* [Task objective]:
Of all the lines below, return only those starting with the line holding "# Target: dining table" and going on through the line holding "# Target: cloudy sky", exactly as written.

* [Record set]:
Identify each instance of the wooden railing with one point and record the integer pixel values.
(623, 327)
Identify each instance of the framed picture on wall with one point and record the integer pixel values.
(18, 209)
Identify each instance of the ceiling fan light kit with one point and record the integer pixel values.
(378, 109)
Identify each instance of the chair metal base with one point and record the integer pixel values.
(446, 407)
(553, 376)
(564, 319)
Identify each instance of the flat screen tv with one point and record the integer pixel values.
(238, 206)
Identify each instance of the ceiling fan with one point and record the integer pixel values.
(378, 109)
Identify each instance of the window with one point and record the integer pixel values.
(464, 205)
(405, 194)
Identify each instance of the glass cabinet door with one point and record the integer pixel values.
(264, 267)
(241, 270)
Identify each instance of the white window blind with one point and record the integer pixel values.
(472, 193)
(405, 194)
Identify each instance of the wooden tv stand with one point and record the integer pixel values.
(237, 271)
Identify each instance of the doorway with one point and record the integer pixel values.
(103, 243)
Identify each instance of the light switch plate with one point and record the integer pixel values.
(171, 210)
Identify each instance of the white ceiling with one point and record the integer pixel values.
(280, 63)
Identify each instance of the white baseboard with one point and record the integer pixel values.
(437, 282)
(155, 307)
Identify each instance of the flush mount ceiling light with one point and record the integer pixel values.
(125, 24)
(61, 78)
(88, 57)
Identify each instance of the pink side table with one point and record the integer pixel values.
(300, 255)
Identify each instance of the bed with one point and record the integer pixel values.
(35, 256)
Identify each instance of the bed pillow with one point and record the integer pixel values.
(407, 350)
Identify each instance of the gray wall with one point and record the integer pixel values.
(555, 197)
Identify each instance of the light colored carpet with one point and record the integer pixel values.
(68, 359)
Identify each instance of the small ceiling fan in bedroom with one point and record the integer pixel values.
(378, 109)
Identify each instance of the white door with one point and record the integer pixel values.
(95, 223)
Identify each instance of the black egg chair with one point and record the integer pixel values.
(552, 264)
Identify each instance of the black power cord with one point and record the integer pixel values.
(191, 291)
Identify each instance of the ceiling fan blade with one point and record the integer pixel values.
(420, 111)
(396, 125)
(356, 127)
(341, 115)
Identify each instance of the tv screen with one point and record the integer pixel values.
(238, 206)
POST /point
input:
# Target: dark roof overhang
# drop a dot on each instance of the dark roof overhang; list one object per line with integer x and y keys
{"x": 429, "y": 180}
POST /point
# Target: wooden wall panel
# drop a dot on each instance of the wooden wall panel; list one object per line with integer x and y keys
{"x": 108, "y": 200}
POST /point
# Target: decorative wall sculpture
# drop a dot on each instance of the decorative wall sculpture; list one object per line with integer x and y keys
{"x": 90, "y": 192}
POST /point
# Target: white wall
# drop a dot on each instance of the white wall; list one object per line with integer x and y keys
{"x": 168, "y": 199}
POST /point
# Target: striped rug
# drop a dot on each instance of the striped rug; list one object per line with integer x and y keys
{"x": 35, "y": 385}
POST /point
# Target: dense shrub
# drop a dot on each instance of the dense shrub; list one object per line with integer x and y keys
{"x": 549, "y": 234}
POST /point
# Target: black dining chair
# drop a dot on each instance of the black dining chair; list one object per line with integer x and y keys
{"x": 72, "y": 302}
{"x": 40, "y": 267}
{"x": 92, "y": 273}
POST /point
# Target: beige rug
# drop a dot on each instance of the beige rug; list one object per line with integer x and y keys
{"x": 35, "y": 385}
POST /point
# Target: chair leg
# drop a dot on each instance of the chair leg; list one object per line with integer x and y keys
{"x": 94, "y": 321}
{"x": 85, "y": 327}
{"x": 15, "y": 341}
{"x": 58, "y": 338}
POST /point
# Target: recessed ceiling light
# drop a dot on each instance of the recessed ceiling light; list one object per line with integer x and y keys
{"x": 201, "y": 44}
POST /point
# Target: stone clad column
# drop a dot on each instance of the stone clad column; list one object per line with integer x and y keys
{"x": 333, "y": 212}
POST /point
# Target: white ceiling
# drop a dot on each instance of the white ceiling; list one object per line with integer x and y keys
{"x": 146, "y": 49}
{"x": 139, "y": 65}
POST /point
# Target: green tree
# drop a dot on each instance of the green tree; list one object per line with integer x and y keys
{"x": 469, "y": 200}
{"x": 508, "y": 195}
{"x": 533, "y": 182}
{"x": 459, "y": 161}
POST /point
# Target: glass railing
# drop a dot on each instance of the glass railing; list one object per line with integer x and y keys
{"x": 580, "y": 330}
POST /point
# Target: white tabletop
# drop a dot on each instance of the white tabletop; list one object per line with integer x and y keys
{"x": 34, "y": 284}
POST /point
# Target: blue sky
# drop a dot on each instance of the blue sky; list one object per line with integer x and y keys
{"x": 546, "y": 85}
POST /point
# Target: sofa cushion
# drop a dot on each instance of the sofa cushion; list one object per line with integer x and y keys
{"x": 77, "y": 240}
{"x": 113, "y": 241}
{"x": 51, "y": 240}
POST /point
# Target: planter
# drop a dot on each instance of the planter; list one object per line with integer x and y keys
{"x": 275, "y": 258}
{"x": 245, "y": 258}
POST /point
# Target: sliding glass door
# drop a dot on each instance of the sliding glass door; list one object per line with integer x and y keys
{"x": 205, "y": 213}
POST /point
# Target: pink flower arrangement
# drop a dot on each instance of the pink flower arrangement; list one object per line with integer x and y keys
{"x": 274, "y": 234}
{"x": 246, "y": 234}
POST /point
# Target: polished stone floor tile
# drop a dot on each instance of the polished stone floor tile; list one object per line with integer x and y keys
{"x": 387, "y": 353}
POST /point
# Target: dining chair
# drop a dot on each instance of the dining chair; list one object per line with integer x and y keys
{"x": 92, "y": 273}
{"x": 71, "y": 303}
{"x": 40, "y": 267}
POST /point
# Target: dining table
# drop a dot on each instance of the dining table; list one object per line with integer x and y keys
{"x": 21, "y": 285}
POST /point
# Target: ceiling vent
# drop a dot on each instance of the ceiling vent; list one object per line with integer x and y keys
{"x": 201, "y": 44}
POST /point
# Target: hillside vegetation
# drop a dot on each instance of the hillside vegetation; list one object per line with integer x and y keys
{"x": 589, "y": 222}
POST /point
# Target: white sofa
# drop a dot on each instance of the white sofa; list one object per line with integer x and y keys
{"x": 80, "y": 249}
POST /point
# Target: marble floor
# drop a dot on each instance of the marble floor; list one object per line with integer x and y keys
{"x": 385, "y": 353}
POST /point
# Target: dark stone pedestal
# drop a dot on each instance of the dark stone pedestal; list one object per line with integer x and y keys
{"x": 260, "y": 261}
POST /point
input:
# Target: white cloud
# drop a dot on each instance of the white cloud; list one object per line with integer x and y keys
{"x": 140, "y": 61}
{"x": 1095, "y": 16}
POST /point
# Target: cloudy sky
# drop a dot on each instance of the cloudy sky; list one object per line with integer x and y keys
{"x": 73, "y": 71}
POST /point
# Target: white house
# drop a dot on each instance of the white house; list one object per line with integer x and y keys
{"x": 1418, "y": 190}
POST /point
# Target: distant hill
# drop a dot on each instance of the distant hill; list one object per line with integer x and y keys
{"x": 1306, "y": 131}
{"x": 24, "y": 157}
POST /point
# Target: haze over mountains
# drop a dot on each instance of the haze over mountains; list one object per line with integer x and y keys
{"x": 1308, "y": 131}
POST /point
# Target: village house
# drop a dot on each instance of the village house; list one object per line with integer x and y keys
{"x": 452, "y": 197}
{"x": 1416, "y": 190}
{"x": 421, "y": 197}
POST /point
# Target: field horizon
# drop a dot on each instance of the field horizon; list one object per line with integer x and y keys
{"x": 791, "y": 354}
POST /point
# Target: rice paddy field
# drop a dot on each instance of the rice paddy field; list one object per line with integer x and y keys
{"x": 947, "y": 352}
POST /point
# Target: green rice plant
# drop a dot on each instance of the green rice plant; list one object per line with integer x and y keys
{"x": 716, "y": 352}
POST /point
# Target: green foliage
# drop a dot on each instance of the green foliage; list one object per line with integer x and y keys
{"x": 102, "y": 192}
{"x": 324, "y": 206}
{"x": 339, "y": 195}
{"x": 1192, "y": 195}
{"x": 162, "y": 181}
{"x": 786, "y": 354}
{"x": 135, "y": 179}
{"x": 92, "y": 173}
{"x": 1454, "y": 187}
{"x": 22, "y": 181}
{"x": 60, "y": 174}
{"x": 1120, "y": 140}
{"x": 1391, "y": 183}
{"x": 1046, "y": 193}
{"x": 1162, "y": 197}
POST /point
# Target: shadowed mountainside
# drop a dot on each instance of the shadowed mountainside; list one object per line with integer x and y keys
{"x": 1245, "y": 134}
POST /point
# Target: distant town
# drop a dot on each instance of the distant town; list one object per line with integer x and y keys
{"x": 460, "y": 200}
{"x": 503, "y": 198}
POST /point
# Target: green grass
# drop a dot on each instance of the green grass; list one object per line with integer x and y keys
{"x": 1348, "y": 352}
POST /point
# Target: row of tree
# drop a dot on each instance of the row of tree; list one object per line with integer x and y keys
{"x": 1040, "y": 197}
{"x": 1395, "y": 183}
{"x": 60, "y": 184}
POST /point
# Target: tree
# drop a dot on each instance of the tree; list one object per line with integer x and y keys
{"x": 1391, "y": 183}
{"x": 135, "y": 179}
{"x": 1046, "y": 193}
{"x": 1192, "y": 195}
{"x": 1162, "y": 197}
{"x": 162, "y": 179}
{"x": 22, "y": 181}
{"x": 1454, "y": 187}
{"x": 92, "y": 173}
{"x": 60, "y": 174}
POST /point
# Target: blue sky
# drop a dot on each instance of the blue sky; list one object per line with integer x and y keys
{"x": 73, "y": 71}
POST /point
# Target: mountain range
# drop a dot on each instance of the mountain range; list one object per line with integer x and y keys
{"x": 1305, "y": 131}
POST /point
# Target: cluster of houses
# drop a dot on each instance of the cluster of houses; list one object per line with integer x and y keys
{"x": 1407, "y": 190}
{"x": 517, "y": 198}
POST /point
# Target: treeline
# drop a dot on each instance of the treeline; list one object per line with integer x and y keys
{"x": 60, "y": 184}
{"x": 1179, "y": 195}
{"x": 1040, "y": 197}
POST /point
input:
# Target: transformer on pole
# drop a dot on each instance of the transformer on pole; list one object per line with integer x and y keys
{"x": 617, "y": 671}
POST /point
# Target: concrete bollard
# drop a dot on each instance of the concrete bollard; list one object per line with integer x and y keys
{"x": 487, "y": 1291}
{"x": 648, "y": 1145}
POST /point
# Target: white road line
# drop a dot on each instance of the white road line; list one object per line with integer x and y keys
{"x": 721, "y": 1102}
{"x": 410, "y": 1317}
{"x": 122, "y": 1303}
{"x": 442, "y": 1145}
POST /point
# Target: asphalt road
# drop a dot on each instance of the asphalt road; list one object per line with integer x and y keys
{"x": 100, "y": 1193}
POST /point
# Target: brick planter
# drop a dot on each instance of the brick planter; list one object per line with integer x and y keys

* [Written solution]:
# Target: dining table
# drop a dot on each instance of the dining table; list one object per line with integer x and y keys
{"x": 21, "y": 285}
POST /point
# Target: ceiling vent
# drop a dot on each instance of the ceiling vent; list one object per line with integer x and y keys
{"x": 201, "y": 44}
POST /point
# Target: hillside vegetation
# drop a dot on each instance of the hillside vegetation; list one object per line with integer x and y keys
{"x": 589, "y": 222}
POST /point
# Target: white sofa
# drop a dot on each instance of the white sofa; list one object per line with integer x and y keys
{"x": 80, "y": 249}
POST /point
# Target: marble floor
# drop a dot on each instance of the marble floor; list one object per line with integer x and y keys
{"x": 385, "y": 353}
POST /point
# Target: dark stone pedestal
# drop a dot on each instance of the dark stone pedestal; list one object per line with integer x and y keys
{"x": 260, "y": 261}
POST /point
input:
# Target: white cloud
# drop a dot on each instance of the white cloud; list one object per line with integer x and y keys
{"x": 140, "y": 61}
{"x": 1095, "y": 16}
POST /point
# Target: cloudy sky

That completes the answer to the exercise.